**The problem:**
State how many lines of the rows below contain the string "eyelash", treating uppercase and lowercase letters as distinct. Reply with the number alone.

**Data supplied:**
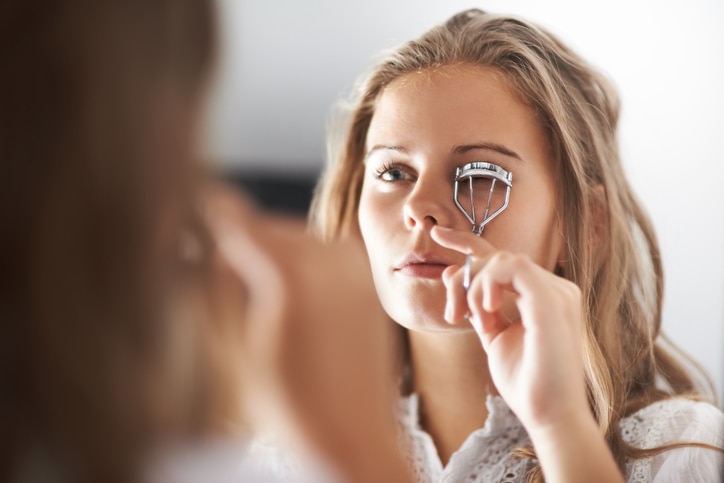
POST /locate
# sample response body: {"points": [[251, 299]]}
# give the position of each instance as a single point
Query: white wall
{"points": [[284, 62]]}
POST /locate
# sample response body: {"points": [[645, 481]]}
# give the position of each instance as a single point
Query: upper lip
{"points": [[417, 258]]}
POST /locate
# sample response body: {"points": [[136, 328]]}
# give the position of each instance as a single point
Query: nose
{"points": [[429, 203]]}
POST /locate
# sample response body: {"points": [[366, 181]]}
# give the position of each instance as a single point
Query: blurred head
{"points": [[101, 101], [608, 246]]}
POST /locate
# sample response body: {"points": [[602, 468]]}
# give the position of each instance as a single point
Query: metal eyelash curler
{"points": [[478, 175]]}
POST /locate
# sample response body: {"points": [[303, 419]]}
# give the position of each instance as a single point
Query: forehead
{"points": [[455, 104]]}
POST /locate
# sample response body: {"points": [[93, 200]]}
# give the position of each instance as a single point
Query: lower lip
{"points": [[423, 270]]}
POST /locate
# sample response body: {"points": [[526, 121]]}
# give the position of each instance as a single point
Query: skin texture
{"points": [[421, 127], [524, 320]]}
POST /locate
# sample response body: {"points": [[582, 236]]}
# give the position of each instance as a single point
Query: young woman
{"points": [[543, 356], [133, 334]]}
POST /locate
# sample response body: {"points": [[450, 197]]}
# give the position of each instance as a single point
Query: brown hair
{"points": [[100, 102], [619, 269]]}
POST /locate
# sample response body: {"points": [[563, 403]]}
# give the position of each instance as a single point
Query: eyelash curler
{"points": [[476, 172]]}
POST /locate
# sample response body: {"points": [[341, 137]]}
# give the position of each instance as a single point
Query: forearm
...
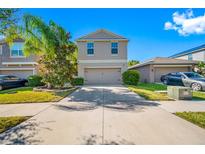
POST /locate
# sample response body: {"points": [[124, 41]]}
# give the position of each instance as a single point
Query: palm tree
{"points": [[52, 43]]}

**Exercise result:**
2